## AIM OF THE TASK
Rewrite the data from its first line up to and including the line that contains "M 140 201 L", changing "instance" to "occurrence" and leaving everything else unchanged. Leave the pictures out.

## SOURCE RECORDS

********************

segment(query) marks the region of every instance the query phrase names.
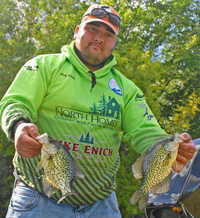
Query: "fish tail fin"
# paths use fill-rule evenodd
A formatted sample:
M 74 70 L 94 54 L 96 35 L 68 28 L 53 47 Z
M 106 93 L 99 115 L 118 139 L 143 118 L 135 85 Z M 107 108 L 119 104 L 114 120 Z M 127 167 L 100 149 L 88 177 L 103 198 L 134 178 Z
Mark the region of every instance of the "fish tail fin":
M 140 201 L 138 203 L 138 208 L 140 210 L 144 210 L 147 205 L 147 201 L 148 201 L 148 195 L 146 196 L 141 195 Z
M 60 199 L 59 201 L 57 202 L 57 204 L 59 204 L 63 199 L 65 199 L 68 195 L 77 195 L 77 193 L 75 192 L 67 192 L 65 193 Z
M 78 163 L 76 162 L 75 159 L 74 159 L 74 165 L 75 165 L 75 177 L 74 177 L 74 179 L 82 179 L 82 178 L 84 178 L 84 174 L 83 174 L 80 166 L 78 165 Z
M 43 160 L 41 160 L 37 165 L 37 171 L 43 168 Z
M 132 195 L 132 197 L 131 197 L 129 203 L 130 203 L 131 205 L 136 204 L 137 201 L 139 200 L 140 196 L 141 196 L 141 194 L 139 193 L 139 189 L 138 189 L 138 190 L 137 190 L 136 192 L 134 192 L 134 194 Z

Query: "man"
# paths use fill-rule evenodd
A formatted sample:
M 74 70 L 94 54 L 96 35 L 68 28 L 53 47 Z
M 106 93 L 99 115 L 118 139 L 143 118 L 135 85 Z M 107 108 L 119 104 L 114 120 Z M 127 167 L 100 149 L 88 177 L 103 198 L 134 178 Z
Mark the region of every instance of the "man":
M 1 101 L 1 125 L 14 140 L 16 186 L 7 217 L 121 217 L 115 195 L 122 132 L 144 153 L 169 135 L 162 130 L 133 82 L 113 66 L 119 14 L 92 5 L 75 29 L 75 41 L 61 54 L 27 62 Z M 73 181 L 77 195 L 60 204 L 61 192 L 47 198 L 36 170 L 47 132 L 62 142 L 85 177 Z M 177 157 L 178 171 L 193 157 L 187 133 Z M 131 197 L 131 195 L 130 195 Z

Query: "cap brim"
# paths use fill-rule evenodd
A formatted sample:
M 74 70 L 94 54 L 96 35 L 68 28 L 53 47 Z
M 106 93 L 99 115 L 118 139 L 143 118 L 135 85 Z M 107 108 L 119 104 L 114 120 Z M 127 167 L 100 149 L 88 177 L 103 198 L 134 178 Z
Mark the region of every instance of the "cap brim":
M 101 23 L 105 23 L 106 25 L 108 25 L 115 32 L 116 35 L 118 35 L 119 27 L 115 26 L 110 21 L 107 21 L 107 20 L 104 20 L 104 19 L 101 19 L 101 18 L 96 18 L 96 17 L 95 18 L 94 17 L 89 17 L 89 19 L 87 19 L 87 17 L 85 17 L 82 20 L 82 23 L 91 23 L 91 22 L 95 22 L 95 21 L 98 21 L 98 22 L 101 22 Z

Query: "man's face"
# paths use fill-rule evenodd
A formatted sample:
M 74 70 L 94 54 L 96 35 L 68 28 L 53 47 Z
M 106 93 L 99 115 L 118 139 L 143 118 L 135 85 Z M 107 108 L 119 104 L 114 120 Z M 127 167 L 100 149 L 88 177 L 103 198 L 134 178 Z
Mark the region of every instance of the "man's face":
M 104 66 L 112 54 L 117 35 L 101 22 L 82 23 L 75 30 L 75 51 L 91 71 Z

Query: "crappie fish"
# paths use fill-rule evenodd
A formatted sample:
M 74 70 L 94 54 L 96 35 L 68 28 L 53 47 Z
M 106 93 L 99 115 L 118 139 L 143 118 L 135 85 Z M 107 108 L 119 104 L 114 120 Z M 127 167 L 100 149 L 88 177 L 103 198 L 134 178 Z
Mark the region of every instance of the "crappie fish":
M 76 195 L 72 192 L 72 182 L 76 178 L 83 178 L 84 174 L 68 149 L 47 133 L 36 137 L 36 141 L 42 144 L 37 170 L 44 168 L 42 180 L 45 195 L 50 198 L 51 193 L 61 190 L 62 197 L 58 204 L 68 195 Z
M 183 141 L 179 134 L 160 140 L 136 160 L 132 165 L 133 175 L 136 179 L 143 177 L 143 181 L 131 197 L 131 205 L 136 204 L 140 198 L 138 208 L 144 210 L 150 190 L 153 194 L 163 194 L 169 190 L 172 164 L 176 161 L 179 144 Z

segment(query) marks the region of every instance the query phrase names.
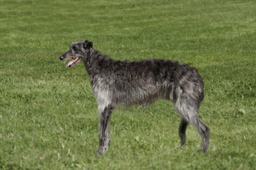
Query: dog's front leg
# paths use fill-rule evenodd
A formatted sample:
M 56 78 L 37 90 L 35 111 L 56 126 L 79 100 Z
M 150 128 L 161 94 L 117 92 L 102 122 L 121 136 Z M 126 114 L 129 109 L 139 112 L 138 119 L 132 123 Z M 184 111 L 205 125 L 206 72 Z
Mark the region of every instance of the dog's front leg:
M 109 131 L 109 121 L 112 112 L 112 109 L 106 107 L 100 109 L 99 107 L 99 120 L 100 122 L 100 132 L 99 138 L 100 140 L 100 148 L 97 152 L 98 155 L 102 155 L 107 150 L 108 144 L 110 141 Z

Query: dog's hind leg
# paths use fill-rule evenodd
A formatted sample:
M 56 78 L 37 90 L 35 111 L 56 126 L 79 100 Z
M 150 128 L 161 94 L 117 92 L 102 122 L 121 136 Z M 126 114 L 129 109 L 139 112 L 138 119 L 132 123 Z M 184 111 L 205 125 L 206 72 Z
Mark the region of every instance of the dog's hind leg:
M 107 150 L 110 141 L 109 131 L 109 121 L 112 113 L 112 108 L 106 107 L 103 109 L 99 109 L 99 120 L 100 130 L 99 134 L 99 148 L 97 152 L 98 155 L 101 155 Z
M 200 133 L 202 137 L 201 150 L 206 152 L 209 146 L 210 128 L 202 122 L 198 117 L 198 103 L 191 99 L 188 99 L 187 96 L 181 95 L 175 104 L 175 110 L 182 119 L 179 128 L 181 148 L 185 141 L 185 132 L 188 123 L 195 127 Z
M 180 138 L 181 145 L 180 148 L 183 149 L 184 144 L 186 142 L 186 130 L 188 125 L 188 123 L 184 118 L 182 118 L 179 128 L 179 135 Z

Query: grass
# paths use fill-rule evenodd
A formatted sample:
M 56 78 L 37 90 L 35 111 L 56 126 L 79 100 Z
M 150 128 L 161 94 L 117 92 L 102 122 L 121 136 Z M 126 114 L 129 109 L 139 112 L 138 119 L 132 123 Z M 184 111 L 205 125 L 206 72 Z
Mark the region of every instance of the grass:
M 0 1 L 0 169 L 256 169 L 256 5 L 253 0 Z M 116 60 L 197 68 L 206 153 L 167 101 L 115 110 L 109 151 L 82 64 L 58 57 L 86 39 Z

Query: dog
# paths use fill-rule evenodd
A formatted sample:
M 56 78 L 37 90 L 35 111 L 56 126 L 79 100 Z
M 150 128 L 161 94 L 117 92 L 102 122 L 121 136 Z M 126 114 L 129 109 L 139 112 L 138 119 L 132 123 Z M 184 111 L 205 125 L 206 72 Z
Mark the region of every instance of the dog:
M 189 124 L 202 137 L 201 149 L 209 146 L 210 128 L 198 113 L 204 98 L 204 84 L 197 70 L 184 63 L 165 59 L 116 61 L 95 49 L 88 40 L 73 42 L 59 57 L 70 60 L 66 68 L 80 61 L 85 66 L 98 106 L 99 148 L 97 154 L 107 150 L 110 140 L 110 120 L 113 110 L 122 105 L 146 107 L 158 99 L 172 102 L 181 118 L 179 134 L 183 149 Z

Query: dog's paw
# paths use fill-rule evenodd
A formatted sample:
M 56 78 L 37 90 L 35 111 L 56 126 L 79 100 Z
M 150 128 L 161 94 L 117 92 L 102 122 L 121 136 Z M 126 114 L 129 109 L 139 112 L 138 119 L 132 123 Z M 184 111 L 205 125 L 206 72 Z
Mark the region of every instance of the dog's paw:
M 100 152 L 99 151 L 98 151 L 97 152 L 97 153 L 96 153 L 96 156 L 101 156 L 103 154 L 103 153 L 102 153 L 102 152 Z

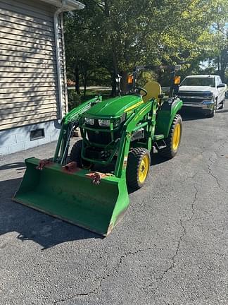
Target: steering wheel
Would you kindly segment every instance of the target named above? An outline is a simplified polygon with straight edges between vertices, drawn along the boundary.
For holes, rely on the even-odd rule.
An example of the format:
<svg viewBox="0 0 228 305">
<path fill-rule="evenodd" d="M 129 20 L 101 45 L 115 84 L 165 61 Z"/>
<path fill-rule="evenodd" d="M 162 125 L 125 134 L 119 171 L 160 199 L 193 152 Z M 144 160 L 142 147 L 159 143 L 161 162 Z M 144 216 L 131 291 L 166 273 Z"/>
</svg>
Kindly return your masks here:
<svg viewBox="0 0 228 305">
<path fill-rule="evenodd" d="M 141 91 L 143 91 L 143 92 L 145 93 L 144 95 L 143 95 L 143 97 L 147 95 L 147 91 L 146 91 L 146 89 L 144 89 L 144 88 L 141 88 L 141 87 L 137 87 L 136 89 L 137 89 L 137 90 L 138 91 L 138 92 L 139 92 L 139 94 L 140 94 L 140 92 L 141 92 Z"/>
</svg>

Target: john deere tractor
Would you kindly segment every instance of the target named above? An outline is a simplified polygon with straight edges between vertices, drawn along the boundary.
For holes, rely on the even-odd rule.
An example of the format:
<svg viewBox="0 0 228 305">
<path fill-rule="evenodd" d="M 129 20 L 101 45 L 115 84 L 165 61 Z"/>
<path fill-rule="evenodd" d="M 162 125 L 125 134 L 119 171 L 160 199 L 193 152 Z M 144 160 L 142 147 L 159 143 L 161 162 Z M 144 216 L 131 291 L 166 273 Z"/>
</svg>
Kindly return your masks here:
<svg viewBox="0 0 228 305">
<path fill-rule="evenodd" d="M 129 206 L 127 189 L 144 184 L 153 148 L 167 159 L 178 151 L 182 102 L 175 95 L 177 67 L 171 70 L 169 96 L 157 82 L 137 85 L 141 71 L 165 68 L 172 67 L 137 66 L 127 94 L 121 96 L 118 90 L 119 96 L 107 100 L 98 96 L 66 114 L 54 157 L 25 160 L 14 200 L 108 235 Z M 78 126 L 82 138 L 69 154 Z"/>
</svg>

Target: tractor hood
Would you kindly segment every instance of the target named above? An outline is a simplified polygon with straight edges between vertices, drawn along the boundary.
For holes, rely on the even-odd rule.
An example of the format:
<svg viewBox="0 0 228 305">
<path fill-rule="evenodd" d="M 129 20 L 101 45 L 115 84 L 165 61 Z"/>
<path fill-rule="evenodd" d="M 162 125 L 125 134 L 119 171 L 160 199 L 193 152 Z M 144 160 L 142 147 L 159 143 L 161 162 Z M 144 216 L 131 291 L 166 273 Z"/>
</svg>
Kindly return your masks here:
<svg viewBox="0 0 228 305">
<path fill-rule="evenodd" d="M 103 100 L 97 103 L 84 114 L 84 116 L 111 118 L 120 116 L 143 104 L 141 96 L 125 95 Z"/>
</svg>

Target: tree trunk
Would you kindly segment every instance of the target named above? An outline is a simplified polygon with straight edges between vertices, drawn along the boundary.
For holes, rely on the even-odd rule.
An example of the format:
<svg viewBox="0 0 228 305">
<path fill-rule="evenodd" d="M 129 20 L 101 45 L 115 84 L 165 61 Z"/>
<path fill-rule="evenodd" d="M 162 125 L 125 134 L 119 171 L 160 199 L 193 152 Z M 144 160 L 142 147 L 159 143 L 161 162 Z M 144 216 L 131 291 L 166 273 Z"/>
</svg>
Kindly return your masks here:
<svg viewBox="0 0 228 305">
<path fill-rule="evenodd" d="M 127 84 L 127 78 L 128 78 L 128 73 L 127 71 L 122 71 L 121 73 L 121 83 L 120 83 L 120 90 L 122 94 L 126 94 L 128 91 L 128 84 Z"/>
<path fill-rule="evenodd" d="M 87 81 L 88 81 L 87 71 L 86 69 L 83 70 L 82 80 L 83 80 L 83 85 L 84 85 L 84 96 L 85 96 L 87 93 Z"/>
<path fill-rule="evenodd" d="M 116 96 L 116 81 L 115 81 L 115 73 L 112 73 L 112 92 L 111 96 Z"/>
<path fill-rule="evenodd" d="M 79 78 L 79 68 L 78 66 L 75 66 L 75 92 L 77 94 L 80 94 L 80 78 Z"/>
</svg>

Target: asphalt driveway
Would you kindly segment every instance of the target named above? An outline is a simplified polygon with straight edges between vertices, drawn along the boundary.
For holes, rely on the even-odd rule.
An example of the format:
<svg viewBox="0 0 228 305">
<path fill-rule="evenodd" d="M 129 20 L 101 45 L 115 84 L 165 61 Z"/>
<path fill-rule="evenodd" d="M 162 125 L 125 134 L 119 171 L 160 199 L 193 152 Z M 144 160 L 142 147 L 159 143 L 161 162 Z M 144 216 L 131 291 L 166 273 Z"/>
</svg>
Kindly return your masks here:
<svg viewBox="0 0 228 305">
<path fill-rule="evenodd" d="M 0 304 L 227 304 L 227 105 L 184 116 L 178 155 L 154 154 L 106 239 L 11 200 L 55 143 L 0 157 Z"/>
</svg>

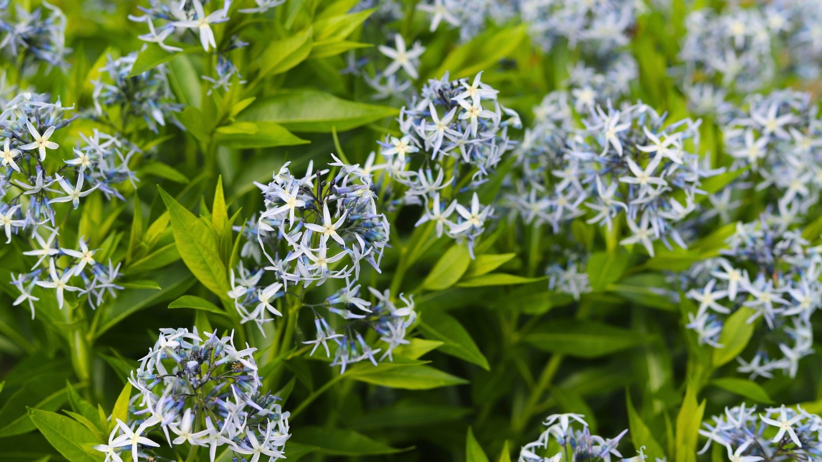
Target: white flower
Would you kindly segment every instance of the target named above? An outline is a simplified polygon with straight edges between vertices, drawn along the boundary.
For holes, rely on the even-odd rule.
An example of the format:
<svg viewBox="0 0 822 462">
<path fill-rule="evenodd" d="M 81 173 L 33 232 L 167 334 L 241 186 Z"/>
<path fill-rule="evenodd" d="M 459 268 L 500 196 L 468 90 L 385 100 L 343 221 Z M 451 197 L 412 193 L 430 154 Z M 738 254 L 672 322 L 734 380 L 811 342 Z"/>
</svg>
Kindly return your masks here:
<svg viewBox="0 0 822 462">
<path fill-rule="evenodd" d="M 414 62 L 419 58 L 419 56 L 425 51 L 425 47 L 423 47 L 418 42 L 414 44 L 413 47 L 410 50 L 407 50 L 405 49 L 405 40 L 399 34 L 394 36 L 394 45 L 397 47 L 395 49 L 386 47 L 386 45 L 379 46 L 380 53 L 394 60 L 388 65 L 388 67 L 386 67 L 386 70 L 383 71 L 383 75 L 394 75 L 394 73 L 402 67 L 411 78 L 416 79 L 418 77 L 419 74 L 417 72 Z"/>
<path fill-rule="evenodd" d="M 83 182 L 85 181 L 85 176 L 83 173 L 78 173 L 77 185 L 75 187 L 72 187 L 72 185 L 69 184 L 69 182 L 67 182 L 64 178 L 61 177 L 60 175 L 58 175 L 57 181 L 58 183 L 60 183 L 60 187 L 62 187 L 63 191 L 66 192 L 66 196 L 63 196 L 62 197 L 55 197 L 48 201 L 48 203 L 53 204 L 54 202 L 71 201 L 72 204 L 74 206 L 74 208 L 76 209 L 80 206 L 80 198 L 85 197 L 89 194 L 91 194 L 91 192 L 97 189 L 97 187 L 99 186 L 99 183 L 97 183 L 95 186 L 91 187 L 90 189 L 81 191 L 83 188 Z"/>
<path fill-rule="evenodd" d="M 48 275 L 51 276 L 51 281 L 39 280 L 37 281 L 37 285 L 46 289 L 55 289 L 57 291 L 58 307 L 62 309 L 63 291 L 67 290 L 69 292 L 76 292 L 80 290 L 79 287 L 68 285 L 68 280 L 74 275 L 74 272 L 65 271 L 62 274 L 62 276 L 58 277 L 57 275 L 57 270 L 54 268 L 54 259 L 51 258 L 48 260 Z"/>
<path fill-rule="evenodd" d="M 194 5 L 194 11 L 196 13 L 197 18 L 196 20 L 176 21 L 172 24 L 177 27 L 199 30 L 200 43 L 206 51 L 209 50 L 209 45 L 217 48 L 217 43 L 214 38 L 214 31 L 211 30 L 210 25 L 229 21 L 229 18 L 225 16 L 225 9 L 219 9 L 206 16 L 206 12 L 203 10 L 203 4 L 200 0 L 192 0 L 192 3 Z"/>
<path fill-rule="evenodd" d="M 30 122 L 25 121 L 25 126 L 29 127 L 29 132 L 31 133 L 31 136 L 35 139 L 35 141 L 21 146 L 20 149 L 30 150 L 36 148 L 40 154 L 40 162 L 46 159 L 46 149 L 57 149 L 60 147 L 60 145 L 48 141 L 48 138 L 54 133 L 54 127 L 47 128 L 45 132 L 41 136 L 40 132 L 35 128 L 34 125 L 31 125 Z"/>
<path fill-rule="evenodd" d="M 20 208 L 20 204 L 12 207 L 6 211 L 5 215 L 0 214 L 0 226 L 6 229 L 6 243 L 12 242 L 12 227 L 16 226 L 21 228 L 25 224 L 25 219 L 14 219 L 14 212 L 17 211 Z"/>
<path fill-rule="evenodd" d="M 343 225 L 347 215 L 348 210 L 343 212 L 343 216 L 339 217 L 339 219 L 336 223 L 332 223 L 331 214 L 328 211 L 328 202 L 326 201 L 322 205 L 322 226 L 314 224 L 313 223 L 307 223 L 305 226 L 308 229 L 320 233 L 320 242 L 321 244 L 325 244 L 328 242 L 328 238 L 331 238 L 335 241 L 337 241 L 337 243 L 339 245 L 344 246 L 345 241 L 337 233 L 337 229 Z M 322 247 L 325 247 L 325 245 Z"/>
<path fill-rule="evenodd" d="M 431 29 L 430 30 L 433 32 L 436 30 L 436 28 L 440 25 L 440 22 L 442 20 L 446 20 L 446 22 L 450 24 L 455 27 L 459 26 L 459 20 L 452 15 L 449 11 L 448 7 L 446 7 L 444 3 L 445 0 L 434 0 L 433 5 L 426 4 L 418 4 L 417 9 L 421 12 L 425 12 L 427 13 L 433 14 L 434 16 L 431 18 Z"/>
<path fill-rule="evenodd" d="M 12 169 L 19 172 L 20 167 L 18 167 L 17 164 L 15 163 L 14 159 L 18 155 L 20 155 L 20 150 L 16 149 L 10 150 L 8 146 L 9 141 L 10 140 L 8 138 L 6 138 L 6 141 L 3 142 L 2 153 L 2 159 L 0 160 L 0 164 L 2 164 L 4 167 L 6 165 L 11 165 Z"/>
<path fill-rule="evenodd" d="M 801 420 L 802 414 L 797 413 L 792 418 L 787 418 L 787 416 L 785 413 L 785 404 L 783 404 L 782 409 L 780 410 L 779 413 L 779 420 L 774 420 L 773 418 L 768 418 L 766 417 L 763 417 L 762 414 L 760 414 L 760 418 L 761 418 L 762 422 L 764 422 L 768 425 L 772 425 L 779 429 L 779 431 L 777 432 L 776 436 L 774 437 L 774 439 L 771 440 L 772 441 L 774 441 L 774 443 L 778 441 L 779 440 L 782 439 L 783 436 L 785 436 L 785 432 L 787 432 L 787 435 L 791 437 L 791 440 L 793 441 L 793 442 L 796 443 L 797 446 L 798 446 L 799 447 L 802 447 L 802 443 L 799 441 L 799 437 L 797 437 L 797 432 L 794 432 L 793 428 L 791 427 L 794 423 Z"/>
</svg>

********************

## FINISHED TASK
segment(query) marks the region of every occurrence the query phrase names.
Query: "fish tail fin"
# paths use fill-rule evenodd
A formatted sample:
M 74 70 L 94 54 L 96 35 L 68 28 L 53 47 Z
M 106 93 L 99 115 L 118 139 L 143 118 L 135 85 Z M 107 108 L 119 104 L 114 120 Z M 127 167 L 100 149 L 88 177 L 103 198 L 134 178 Z
Mark the region of every occurrence of the "fish tail fin":
M 140 201 L 138 203 L 138 208 L 140 210 L 144 210 L 147 205 L 147 201 L 148 201 L 148 195 L 146 196 L 141 195 Z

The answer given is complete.